* [Information supplied]:
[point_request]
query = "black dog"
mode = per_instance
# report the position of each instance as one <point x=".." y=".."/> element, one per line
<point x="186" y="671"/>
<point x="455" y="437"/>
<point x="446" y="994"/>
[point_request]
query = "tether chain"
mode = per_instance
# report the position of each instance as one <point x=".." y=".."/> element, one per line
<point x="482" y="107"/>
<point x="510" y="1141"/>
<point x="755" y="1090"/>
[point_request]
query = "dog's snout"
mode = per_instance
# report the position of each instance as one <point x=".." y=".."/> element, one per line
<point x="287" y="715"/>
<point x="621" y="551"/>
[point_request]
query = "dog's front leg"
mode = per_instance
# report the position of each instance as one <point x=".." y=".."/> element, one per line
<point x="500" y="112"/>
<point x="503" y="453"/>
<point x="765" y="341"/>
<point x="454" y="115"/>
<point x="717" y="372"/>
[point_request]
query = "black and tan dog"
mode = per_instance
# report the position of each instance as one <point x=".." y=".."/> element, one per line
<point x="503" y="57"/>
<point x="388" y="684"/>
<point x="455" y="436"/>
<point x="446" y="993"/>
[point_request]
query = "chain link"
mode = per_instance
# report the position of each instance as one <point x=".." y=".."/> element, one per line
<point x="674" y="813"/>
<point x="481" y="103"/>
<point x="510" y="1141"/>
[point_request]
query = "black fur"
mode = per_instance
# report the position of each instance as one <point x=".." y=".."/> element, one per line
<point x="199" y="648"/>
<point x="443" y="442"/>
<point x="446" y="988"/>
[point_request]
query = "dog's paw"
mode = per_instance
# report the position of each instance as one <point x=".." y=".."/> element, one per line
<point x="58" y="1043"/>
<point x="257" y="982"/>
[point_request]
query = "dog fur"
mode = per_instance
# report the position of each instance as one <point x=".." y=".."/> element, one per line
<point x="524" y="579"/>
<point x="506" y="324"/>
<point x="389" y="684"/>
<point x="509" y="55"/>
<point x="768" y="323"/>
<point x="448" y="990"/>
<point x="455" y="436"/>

* [Problem details]: Print the records above in full, exactly.

* [Solution to this problem]:
[point_request]
query = "black dog"
mode = per_instance
# report the position of each instance as one <point x=".." y=".."/> element, one per line
<point x="186" y="671"/>
<point x="455" y="437"/>
<point x="446" y="994"/>
[point_request]
query = "tether chain"
mode = per_instance
# report the position of each instance as one <point x=".." y=".."/> element, one per line
<point x="482" y="107"/>
<point x="510" y="1141"/>
<point x="755" y="1090"/>
[point_request]
query = "dog's snout"
mode = per_instance
# report the position of each instance as one <point x=".." y=".."/> element, one per line
<point x="287" y="715"/>
<point x="621" y="551"/>
[point_request]
query = "dog's front leg"
mode = per_instance
# report the position of each instance as one <point x=".." y=".."/> element, one per line
<point x="500" y="112"/>
<point x="503" y="453"/>
<point x="765" y="341"/>
<point x="454" y="115"/>
<point x="717" y="372"/>
[point_request]
query = "black and tan dog"
mode = per_instance
# report the position of each instance as one <point x=".." y=".."/> element, one per line
<point x="503" y="57"/>
<point x="388" y="684"/>
<point x="455" y="436"/>
<point x="446" y="993"/>
[point_request]
query = "chain link"
mode = per_instance
# report the position of each instance as one <point x=".." y=".."/> element, one per line
<point x="674" y="813"/>
<point x="481" y="103"/>
<point x="510" y="1141"/>
[point_request]
query = "black fur"
mode = per_instance
# report the position of each instance as one <point x=".." y=".."/> element, one per line
<point x="199" y="648"/>
<point x="443" y="442"/>
<point x="446" y="988"/>
[point_request]
query = "dog's paw"
mode = per_instance
# report the position of each instance as one <point x=".." y=".."/> element, one per line
<point x="58" y="1043"/>
<point x="257" y="982"/>
[point_request]
query = "dog fur"
mode = per_instance
# report the position of each instance as one <point x=".." y=".."/> element, one per line
<point x="524" y="579"/>
<point x="506" y="324"/>
<point x="389" y="684"/>
<point x="509" y="55"/>
<point x="768" y="323"/>
<point x="448" y="990"/>
<point x="455" y="436"/>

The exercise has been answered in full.